◆ TESTO FORNITO ◆
######
Si potrebbe arguire dicendo che è facile parlare stando a Roma, quando le difficoltà dei cristiani in Medio Oriente sono tali e tante che ogni giorno rischiano la vita. Esiste davvero la possibilità di operare in concreto il cambiamento chiesto dal Segretario di Stato? E a quale prezzo per i cattolici della regione?
“Non penso sia giusto leggerne le parole in tale chiave. Nessuno meglio della Santa Sede conosce le difficoltà dei cristiani in Medio Oriente (e altrove) e i rischi che essi corrono ogni giorno. Il ‘cambiamento’, direi, da semplice lettore del testo, sarebbe innanzitutto interiore, nel modo di concepire il proprio ruolo e di ‘immaginare’ lo stato di cose al quale si aspira arrivare, e poi di misurarsi in ogni momento per rapporto a tale ideale, il cui raggiungimento nella società e negli Stati non dipende proprio dai soli cristiani e neppure principalmente da essi. Si pensi agli italiani nei tempi più bui del secolo scorso, specialmente agli uomini della ‘democrazia cristiana’, che proprio nei rifugi e nei nascondigli, pensavano la forma della repubblica e delle sue istituzioni, che poi avrebbero costruito. In altre parole, anche quando si lotta ogni momento di ogni giorno per sopravvivere, letteralmente, si da senso – e forma – a tale intenso sforzo orientandolo verso quello che ‘debba essere’ e che così più facilmente sarà”.
Nel testo il cardinale ribadisce anche la necessità dell’impegno dei cattolici nei loro rispettivi Paesi per contribuire alla fase di transizione verso la “democrazia, lo Stato di diritto e il pluralismo”. Può bastare la formazione sulla dottrina sociale della Chiesa o è necessario prefigurare una nuova stagione di presenza politica dei cristiani nella vita del Medio Oriente?
######
◆ RIGHE ◆

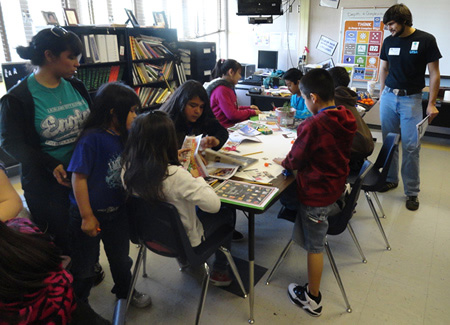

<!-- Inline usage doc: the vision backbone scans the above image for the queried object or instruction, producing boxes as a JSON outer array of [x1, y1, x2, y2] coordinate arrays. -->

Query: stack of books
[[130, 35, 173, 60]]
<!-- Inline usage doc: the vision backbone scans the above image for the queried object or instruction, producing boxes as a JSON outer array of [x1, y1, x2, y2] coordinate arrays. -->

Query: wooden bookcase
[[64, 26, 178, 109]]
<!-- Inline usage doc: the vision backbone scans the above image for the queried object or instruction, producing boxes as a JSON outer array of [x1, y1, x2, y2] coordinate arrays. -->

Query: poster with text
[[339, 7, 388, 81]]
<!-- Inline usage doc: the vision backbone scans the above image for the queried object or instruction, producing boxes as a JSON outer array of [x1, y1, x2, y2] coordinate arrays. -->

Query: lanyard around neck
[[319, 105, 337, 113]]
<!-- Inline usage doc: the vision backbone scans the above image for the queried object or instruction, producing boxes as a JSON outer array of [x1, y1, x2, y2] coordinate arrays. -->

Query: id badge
######
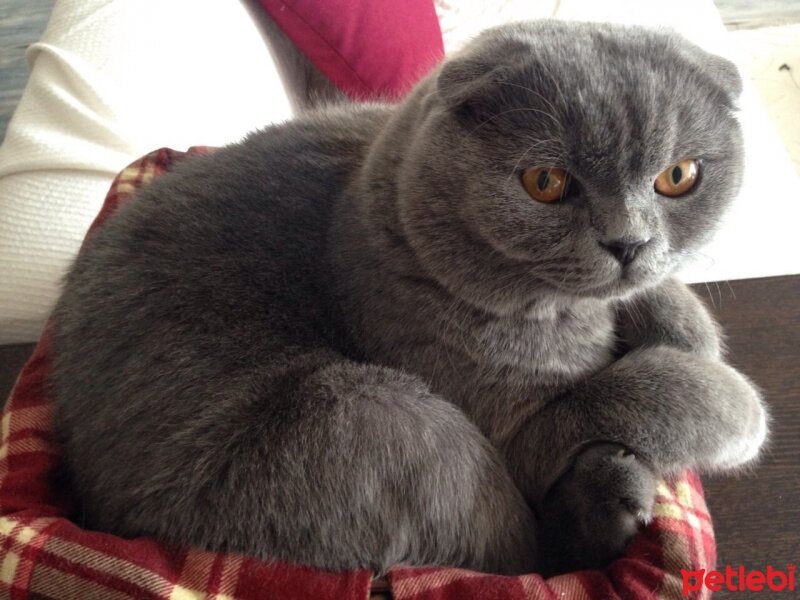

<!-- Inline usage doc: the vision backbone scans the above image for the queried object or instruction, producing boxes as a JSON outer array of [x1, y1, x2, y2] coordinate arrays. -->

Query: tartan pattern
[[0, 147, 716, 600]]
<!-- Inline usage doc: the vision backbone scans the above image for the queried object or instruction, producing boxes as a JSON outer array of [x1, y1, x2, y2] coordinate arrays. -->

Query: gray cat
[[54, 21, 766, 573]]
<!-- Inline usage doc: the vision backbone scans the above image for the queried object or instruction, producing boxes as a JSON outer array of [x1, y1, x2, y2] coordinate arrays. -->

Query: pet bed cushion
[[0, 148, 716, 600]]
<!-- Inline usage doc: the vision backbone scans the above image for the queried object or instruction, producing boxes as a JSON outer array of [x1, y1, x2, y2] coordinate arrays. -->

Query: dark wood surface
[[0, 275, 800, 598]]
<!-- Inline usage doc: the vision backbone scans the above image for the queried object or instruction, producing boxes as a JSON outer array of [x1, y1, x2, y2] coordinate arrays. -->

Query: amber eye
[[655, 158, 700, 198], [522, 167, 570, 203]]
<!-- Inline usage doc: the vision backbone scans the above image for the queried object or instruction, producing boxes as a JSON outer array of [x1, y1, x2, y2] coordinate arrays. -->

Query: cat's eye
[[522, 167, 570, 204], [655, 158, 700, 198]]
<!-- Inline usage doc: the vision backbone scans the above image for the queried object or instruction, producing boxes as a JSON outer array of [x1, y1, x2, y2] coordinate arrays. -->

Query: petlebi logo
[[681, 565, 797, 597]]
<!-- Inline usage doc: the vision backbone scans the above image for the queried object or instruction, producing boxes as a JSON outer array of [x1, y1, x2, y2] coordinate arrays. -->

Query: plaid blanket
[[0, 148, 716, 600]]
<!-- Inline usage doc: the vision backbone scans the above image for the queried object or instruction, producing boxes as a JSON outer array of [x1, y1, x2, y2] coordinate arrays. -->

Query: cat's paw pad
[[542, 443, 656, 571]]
######
◆ SERIE DI ESERCIZI ◆
**A)** Per ogni affermazione indica se concorda con il testo sui cristiani in Medio Oriente. Rispondi sì o no e cita alla lettera le parole del testo che lo stabiliscono.
(i) Il raggiungimento dell'ideale nella società e negli Stati dipende principalmente dai cristiani.
(ii) Il cambiamento sarebbe prima di tutto interiore.
(iii) Gli uomini della democrazia cristiana pensavano la forma della repubblica nei rifugi e nei nascondigli.
**B)** Procedi con il testo sui cristiani in Medio Oriente e scrivi il seguito dopo l'ultima frase riportata.

◆ SOLUZIONI ◆
**A)**
(i) No: "non dipende proprio dai soli cristiani e neppure principalmente da essi".
(ii) Sì: "sarebbe innanzitutto interiore".
(iii) Sì: "che proprio nei rifugi e nei nascondigli, pensavano la forma della repubblica e delle sue istituzioni".

**B)**
“I cristiani, ovunque, e forse specialmente in Medio Oriente, hanno l’altissima missione di coniugare, nella propria coscienza gli insegnamenti della fede con i ‘dati’ empirici per plasmare il proprio impegno nella polis. Direi che, particolarmente nelle situazioni di minoranza statistica, sarebbe meglio evitare che confluissero tutti in una sola forza politica, il che solo ne accrescerebbe la vulnerabilità. In ogni caso, tale impegno debba essere di un laicato ben formato, che nella misura che emerga permetta ai sacri Pastori di dismettere il ruolo imposto loro nel passato di ‘etnarchi’. Il cammino comunque è lungo e richiede uno sviluppo organico, dall’interno, per così dire. Accanto al già menzionato discorso epocale di san Giovanni Paolo II possa esso essere guidato dall’Esortazione Apostolica, ‘Ecclesia in Medio Oriente’ di Benedetto XVI. Se si può pensare ad un apporto tutto specifico dei cristiani, sarebbe quello di dimostrare che la fede religiosa, integrale e senza indebiti compromessi, possa essere perfettamente compatibile con l’impegno per la democrazia, per una società politica sanamente laica; anzi che sia lo stesso impegno per la fede religiosa che richieda lo Stato democratico e plurale”.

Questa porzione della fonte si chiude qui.